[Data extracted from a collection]
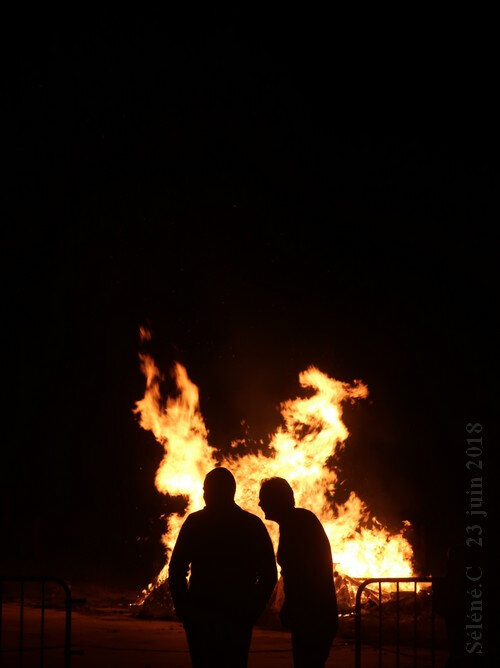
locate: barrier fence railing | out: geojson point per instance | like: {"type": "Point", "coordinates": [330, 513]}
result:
{"type": "Point", "coordinates": [397, 581]}
{"type": "Point", "coordinates": [20, 600]}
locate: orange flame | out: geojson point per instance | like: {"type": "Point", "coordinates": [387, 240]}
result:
{"type": "Point", "coordinates": [312, 433]}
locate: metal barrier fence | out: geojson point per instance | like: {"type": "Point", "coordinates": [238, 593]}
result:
{"type": "Point", "coordinates": [68, 603]}
{"type": "Point", "coordinates": [397, 582]}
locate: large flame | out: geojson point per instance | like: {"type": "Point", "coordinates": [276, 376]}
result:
{"type": "Point", "coordinates": [302, 451]}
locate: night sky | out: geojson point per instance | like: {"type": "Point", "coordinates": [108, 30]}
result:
{"type": "Point", "coordinates": [263, 195]}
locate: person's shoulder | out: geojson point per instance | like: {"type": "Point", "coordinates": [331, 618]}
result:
{"type": "Point", "coordinates": [195, 518]}
{"type": "Point", "coordinates": [305, 515]}
{"type": "Point", "coordinates": [250, 518]}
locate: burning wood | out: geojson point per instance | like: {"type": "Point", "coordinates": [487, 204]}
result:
{"type": "Point", "coordinates": [312, 433]}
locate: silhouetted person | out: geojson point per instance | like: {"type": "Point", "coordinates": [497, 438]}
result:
{"type": "Point", "coordinates": [233, 574]}
{"type": "Point", "coordinates": [305, 557]}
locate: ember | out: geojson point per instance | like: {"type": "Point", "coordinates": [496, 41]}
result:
{"type": "Point", "coordinates": [312, 433]}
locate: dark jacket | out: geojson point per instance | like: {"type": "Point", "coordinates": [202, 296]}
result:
{"type": "Point", "coordinates": [305, 557]}
{"type": "Point", "coordinates": [233, 569]}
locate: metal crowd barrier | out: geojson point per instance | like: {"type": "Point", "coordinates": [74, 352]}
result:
{"type": "Point", "coordinates": [68, 604]}
{"type": "Point", "coordinates": [358, 621]}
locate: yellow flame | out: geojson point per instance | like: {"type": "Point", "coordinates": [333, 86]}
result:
{"type": "Point", "coordinates": [311, 434]}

- [EXERCISE INSTRUCTIONS]
The answer should be an exact restatement of every entry, with the pictures omitted.

- [RESPONSE TO THIS EXERCISE]
locate: barrier fence railing | out: geojson point per instance | like: {"type": "Point", "coordinates": [330, 513]}
result:
{"type": "Point", "coordinates": [397, 581]}
{"type": "Point", "coordinates": [20, 600]}
locate: orange flame | out: geojson point per instance | like: {"type": "Point", "coordinates": [387, 240]}
result:
{"type": "Point", "coordinates": [312, 433]}
locate: metal barrier fence | out: geojson point per instance | like: {"type": "Point", "coordinates": [238, 593]}
result:
{"type": "Point", "coordinates": [68, 603]}
{"type": "Point", "coordinates": [397, 582]}
locate: large flame | out: geojson point per instance | like: {"type": "Point", "coordinates": [276, 376]}
result:
{"type": "Point", "coordinates": [302, 451]}
locate: night sky | out: geojson point per instance | like: {"type": "Point", "coordinates": [108, 30]}
result:
{"type": "Point", "coordinates": [263, 195]}
locate: person's shoulder | out: geojson point per instance | like: {"type": "Point", "coordinates": [331, 618]}
result:
{"type": "Point", "coordinates": [195, 518]}
{"type": "Point", "coordinates": [305, 515]}
{"type": "Point", "coordinates": [250, 518]}
locate: burning wood | out: geojson point per instance | like: {"type": "Point", "coordinates": [487, 204]}
result:
{"type": "Point", "coordinates": [312, 433]}
locate: silhouetted person | out: geojson point per instance | like: {"type": "Point", "coordinates": [497, 438]}
result:
{"type": "Point", "coordinates": [233, 574]}
{"type": "Point", "coordinates": [305, 557]}
locate: ember | out: geojson point per instance | like: {"type": "Point", "coordinates": [496, 41]}
result:
{"type": "Point", "coordinates": [312, 433]}
locate: dark jacket | out: geojson point per instance | like: {"type": "Point", "coordinates": [202, 296]}
result:
{"type": "Point", "coordinates": [305, 557]}
{"type": "Point", "coordinates": [233, 569]}
locate: metal crowd barrier | out: geojson point per instance | like: {"type": "Point", "coordinates": [74, 352]}
result:
{"type": "Point", "coordinates": [68, 604]}
{"type": "Point", "coordinates": [358, 621]}
locate: yellow flame | out: geojson point per instance | like: {"type": "Point", "coordinates": [333, 86]}
result:
{"type": "Point", "coordinates": [311, 434]}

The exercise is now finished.